In [20]:
####################################################################
##  
##  ETL PROJECT - TEAM 5
##          - Fatma Butun (Chicago Data)
##          - George Alonzo (Los Angeles Data)
##
##
####################################################################

In [21]:
import pandas as pd
from sqlalchemy import create_engine
from datetime import datetime

# OVERVIEW

This project will perform the ETL process on 2 CSV files relating to **2020Q1** bike share data from the **City of Chicago** and the **City of Los Angeles**.  *(NOTE: We are only working with 2020Q1 data as it is the most recent provided by the City of Chicago.)*  

We will begin by loading each CSV file into separate, initial dataframes.  From there, we will begin the transformation process by focusing on only the required columns and add unique prefixes & static city code, where needed, to differentiate between the two data sets once they are loaded into the same table.  Date/timestamps will be split into two separate columns and the duration will be calculated for where it is not already provided.  Columns will be renamed and reordered to remain consistent as we prep to insert into the SQL tables.

▶ _Collected data_
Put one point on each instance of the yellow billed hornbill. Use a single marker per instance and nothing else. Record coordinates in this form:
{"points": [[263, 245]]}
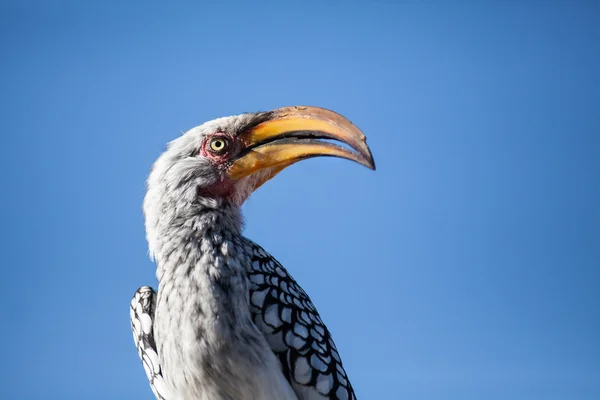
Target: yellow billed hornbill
{"points": [[228, 321]]}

▶ _Your objective_
Render this sentence from the bike share ETL overview in Spanish: "Date/timestamps will be split into two separate columns and the duration will be calculated for where it is not already provided." This data comes from a separate source.

▶ _Full solution_
Las fechas/marcas de tiempo se dividirán en dos columnas separadas y la duración se calculará donde aún no se proporcione.